Supplied text >>

Just Net Coalition, Friedrich Ebert Foundation and Bread for the World

Mechanisation of economic activities triggered the industrial revolution, changing our economic, social and political paradigms. A parallel can be drawn in how data-based intelligencification of economic processes is setting up a digital economy, with similarly wide ramifications expected. Economic and political power in the industrial era centred on the ownership of industrial means of production – and so did the counter-claims of the multitude against the few. In a digital society, these powers are considerably determined by control over a society’s data, and the ensuing digital intelligence. A thorough understanding of these elements must informs the struggles of progressive forces against abuse and excesses of digital power, towards its fair distribution.

Protection of personal data is much discussed, but not that of collective data. The latter may be anonymised, aggregate social data, as well as data from our common artefacts, public spaces and the nature. Protecting personal data also requires collective approaches; individual centric attempts having largely failed owing to power asymmetries between individuals and the data controlling giant corporations. For obvious reasons, the latter resist attempts to call conceptual and policy attention to collective aspects of our data and digital intelligence.

Stated task >>
Reproduce the portion of the passage on data and digital power that lies between "Just Net Coalition, Friedrich" and "its fair distribution.", inclusive. The data that come next bear no relation to the passage on data and digital power.

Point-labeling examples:
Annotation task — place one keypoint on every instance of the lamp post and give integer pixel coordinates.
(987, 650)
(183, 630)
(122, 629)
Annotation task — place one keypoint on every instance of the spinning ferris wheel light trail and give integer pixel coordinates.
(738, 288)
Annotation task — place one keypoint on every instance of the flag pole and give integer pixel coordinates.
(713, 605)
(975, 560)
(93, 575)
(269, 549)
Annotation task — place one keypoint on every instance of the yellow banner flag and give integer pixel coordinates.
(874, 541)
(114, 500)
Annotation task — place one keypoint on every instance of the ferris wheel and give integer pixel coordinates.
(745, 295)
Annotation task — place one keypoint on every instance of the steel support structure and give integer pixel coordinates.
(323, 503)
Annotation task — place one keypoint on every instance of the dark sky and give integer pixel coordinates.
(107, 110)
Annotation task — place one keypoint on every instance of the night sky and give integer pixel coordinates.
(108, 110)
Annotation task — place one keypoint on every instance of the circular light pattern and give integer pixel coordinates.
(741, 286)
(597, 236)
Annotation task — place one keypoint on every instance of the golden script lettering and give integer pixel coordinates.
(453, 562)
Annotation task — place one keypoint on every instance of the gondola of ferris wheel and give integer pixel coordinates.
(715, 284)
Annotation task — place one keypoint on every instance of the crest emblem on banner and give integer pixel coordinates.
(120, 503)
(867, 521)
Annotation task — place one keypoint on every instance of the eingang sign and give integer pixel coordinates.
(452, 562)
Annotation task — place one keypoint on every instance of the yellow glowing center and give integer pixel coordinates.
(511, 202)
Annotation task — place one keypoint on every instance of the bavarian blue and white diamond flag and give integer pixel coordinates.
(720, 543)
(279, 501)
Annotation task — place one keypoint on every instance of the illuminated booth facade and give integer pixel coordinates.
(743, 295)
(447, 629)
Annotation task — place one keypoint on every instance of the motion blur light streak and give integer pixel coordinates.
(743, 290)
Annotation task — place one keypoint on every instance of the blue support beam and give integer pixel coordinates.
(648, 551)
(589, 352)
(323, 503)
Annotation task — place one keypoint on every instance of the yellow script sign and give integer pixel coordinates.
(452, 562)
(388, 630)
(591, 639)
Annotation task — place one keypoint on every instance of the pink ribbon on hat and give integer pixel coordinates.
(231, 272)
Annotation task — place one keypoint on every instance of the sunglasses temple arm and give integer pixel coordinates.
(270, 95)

Response for this exercise >>
Just Net Coalition, Friedrich Ebert Foundation and Bread for the World

Mechanisation of economic activities triggered the industrial revolution, changing our economic, social and political paradigms. A parallel can be drawn in how data-based intelligencification of economic processes is setting up a digital economy, with similarly wide ramifications expected. Economic and political power in the industrial era centred on the ownership of industrial means of production – and so did the counter-claims of the multitude against the few. In a digital society, these powers are considerably determined by control over a society’s data, and the ensuing digital intelligence. A thorough understanding of these elements must informs the struggles of progressive forces against abuse and excesses of digital power, towards its fair distribution.